Task objective: Write out all the records below again, with the request lines unchanged. Shift every outline in the answers by adding 20 to each x and each y coordinate.

Dataset extract:
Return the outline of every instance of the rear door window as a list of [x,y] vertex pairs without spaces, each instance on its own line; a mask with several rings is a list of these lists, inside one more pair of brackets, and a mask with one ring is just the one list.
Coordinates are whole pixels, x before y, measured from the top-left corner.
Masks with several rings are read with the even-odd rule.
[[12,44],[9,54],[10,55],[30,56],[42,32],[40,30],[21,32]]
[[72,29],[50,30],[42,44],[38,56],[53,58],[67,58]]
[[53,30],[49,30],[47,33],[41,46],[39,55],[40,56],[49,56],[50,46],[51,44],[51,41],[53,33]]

Task solution:
Return the outline of every instance of the rear door window as a list of [x,y] vertex pairs without spaces, each instance on its own line; a mask with several rings is a list of these lists, inside one more pair of brackets, and a mask with one ring is just the one list.
Coordinates are whole pixels, x before y, measured from the top-left corner.
Masks with several rings are read with the even-odd rule.
[[32,64],[29,74],[30,75],[50,76],[62,52],[60,50],[41,52]]
[[92,49],[70,50],[62,64],[58,76],[73,78],[87,78]]
[[73,50],[69,50],[67,53],[61,66],[59,75],[60,76],[69,76],[70,66],[71,64],[71,61],[73,53]]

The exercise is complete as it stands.